___ Rows ___

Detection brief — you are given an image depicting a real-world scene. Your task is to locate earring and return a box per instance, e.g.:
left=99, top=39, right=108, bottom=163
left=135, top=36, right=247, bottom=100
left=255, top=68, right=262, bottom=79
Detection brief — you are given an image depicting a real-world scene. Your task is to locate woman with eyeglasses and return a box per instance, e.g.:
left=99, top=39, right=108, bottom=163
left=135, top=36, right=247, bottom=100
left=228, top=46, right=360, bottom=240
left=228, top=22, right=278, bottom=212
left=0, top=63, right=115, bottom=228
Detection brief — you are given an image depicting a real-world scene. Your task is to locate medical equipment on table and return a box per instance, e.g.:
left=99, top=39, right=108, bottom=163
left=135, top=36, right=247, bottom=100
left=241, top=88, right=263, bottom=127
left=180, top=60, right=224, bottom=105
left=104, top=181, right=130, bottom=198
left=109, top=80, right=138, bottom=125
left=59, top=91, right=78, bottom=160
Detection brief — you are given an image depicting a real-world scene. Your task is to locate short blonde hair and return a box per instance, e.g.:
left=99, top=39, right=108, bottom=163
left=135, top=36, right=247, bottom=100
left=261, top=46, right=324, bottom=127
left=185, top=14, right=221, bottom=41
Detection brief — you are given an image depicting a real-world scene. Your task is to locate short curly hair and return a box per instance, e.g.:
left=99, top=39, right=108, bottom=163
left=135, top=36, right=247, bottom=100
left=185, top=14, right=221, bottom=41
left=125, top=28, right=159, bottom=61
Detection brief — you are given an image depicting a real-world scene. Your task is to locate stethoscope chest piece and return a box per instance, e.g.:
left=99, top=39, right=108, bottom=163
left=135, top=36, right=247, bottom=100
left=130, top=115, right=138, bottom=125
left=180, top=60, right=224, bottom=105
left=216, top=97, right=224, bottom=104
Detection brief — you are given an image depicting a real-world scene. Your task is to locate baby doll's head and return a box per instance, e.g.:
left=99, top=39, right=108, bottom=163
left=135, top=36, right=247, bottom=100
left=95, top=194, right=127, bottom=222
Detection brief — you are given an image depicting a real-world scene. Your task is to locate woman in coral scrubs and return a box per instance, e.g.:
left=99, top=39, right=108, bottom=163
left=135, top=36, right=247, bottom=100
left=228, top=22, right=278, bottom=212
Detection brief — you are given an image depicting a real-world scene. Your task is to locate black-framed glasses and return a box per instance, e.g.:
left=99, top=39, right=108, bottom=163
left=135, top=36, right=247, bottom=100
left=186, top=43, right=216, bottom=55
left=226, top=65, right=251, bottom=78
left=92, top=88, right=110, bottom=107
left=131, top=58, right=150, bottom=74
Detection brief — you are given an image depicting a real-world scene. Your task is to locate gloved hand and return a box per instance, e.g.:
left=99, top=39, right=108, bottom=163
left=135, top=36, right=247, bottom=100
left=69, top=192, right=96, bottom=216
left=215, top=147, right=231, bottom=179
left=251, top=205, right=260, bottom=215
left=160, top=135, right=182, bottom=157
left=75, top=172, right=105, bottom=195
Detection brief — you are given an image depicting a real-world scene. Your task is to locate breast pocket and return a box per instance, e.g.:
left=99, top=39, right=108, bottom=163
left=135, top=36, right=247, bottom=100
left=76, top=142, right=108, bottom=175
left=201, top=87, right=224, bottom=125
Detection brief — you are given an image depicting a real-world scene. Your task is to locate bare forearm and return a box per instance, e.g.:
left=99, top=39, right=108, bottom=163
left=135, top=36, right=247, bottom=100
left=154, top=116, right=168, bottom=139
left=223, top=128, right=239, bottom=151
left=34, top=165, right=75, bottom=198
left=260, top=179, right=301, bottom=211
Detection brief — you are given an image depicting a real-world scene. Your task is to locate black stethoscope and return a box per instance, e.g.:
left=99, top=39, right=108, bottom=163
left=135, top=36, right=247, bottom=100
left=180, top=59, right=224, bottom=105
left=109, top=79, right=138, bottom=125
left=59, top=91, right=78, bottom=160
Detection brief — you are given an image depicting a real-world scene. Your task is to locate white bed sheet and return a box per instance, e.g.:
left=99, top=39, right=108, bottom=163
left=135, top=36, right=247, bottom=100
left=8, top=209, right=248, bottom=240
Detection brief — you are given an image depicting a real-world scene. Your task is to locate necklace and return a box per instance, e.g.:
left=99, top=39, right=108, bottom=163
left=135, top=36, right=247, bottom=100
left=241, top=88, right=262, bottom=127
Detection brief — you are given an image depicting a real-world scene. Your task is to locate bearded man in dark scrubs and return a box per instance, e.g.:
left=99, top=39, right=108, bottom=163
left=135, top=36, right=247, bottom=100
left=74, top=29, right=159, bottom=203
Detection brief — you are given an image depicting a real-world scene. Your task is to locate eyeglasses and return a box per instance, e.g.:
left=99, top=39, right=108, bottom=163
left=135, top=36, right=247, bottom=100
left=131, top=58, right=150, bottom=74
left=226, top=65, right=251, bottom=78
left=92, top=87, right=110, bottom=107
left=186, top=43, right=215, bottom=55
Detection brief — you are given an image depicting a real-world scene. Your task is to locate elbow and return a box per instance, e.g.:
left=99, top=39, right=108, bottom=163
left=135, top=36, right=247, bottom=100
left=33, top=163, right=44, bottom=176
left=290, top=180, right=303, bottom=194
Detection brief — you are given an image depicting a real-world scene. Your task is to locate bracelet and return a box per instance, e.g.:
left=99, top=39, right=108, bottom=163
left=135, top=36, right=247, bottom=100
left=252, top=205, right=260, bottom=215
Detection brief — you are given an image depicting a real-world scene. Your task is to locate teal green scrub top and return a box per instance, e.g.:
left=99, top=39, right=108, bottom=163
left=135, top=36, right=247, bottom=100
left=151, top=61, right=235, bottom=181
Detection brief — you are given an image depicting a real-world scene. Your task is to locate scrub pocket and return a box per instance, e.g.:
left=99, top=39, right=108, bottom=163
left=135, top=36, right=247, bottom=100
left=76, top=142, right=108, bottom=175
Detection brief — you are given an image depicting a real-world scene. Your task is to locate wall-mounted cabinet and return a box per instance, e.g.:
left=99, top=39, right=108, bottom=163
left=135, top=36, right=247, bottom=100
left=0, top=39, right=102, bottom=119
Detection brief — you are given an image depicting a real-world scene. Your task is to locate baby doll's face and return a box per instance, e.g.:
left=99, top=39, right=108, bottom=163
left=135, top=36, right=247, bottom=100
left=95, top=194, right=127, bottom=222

___

Work to complete:
Please reproduce every line of the listing from the line containing "to locate wall-mounted" down to the end, and move each answer coordinate by adding -19 to it, leaving the sample coordinates unchanged.

Solution:
Detection brief — you are given an image depicting a real-world scene. Your task is to locate wall-mounted cabinet and return a box per instance, e.g.:
left=99, top=39, right=108, bottom=163
left=135, top=36, right=247, bottom=100
left=-19, top=20, right=83, bottom=100
Detection brief — you are given an image depicting a real-world scene. Your task is to locate baby doll's face and return a box per instance, e.g.:
left=99, top=39, right=108, bottom=163
left=135, top=36, right=247, bottom=100
left=76, top=175, right=108, bottom=203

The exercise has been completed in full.